> **Extracted data**
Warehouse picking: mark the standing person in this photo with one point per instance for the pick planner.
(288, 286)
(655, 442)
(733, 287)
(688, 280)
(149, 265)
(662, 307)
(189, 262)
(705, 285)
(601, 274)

> **Your objective**
Rewrite all the records above, replacing "standing person" with "walking person" and leaving everything else unchanged.

> **Output of the exercise**
Warehouse picking: mark the walking person in this photo with one point per instance for the pick planner.
(288, 286)
(655, 442)
(733, 287)
(688, 280)
(149, 265)
(662, 307)
(189, 262)
(705, 285)
(601, 274)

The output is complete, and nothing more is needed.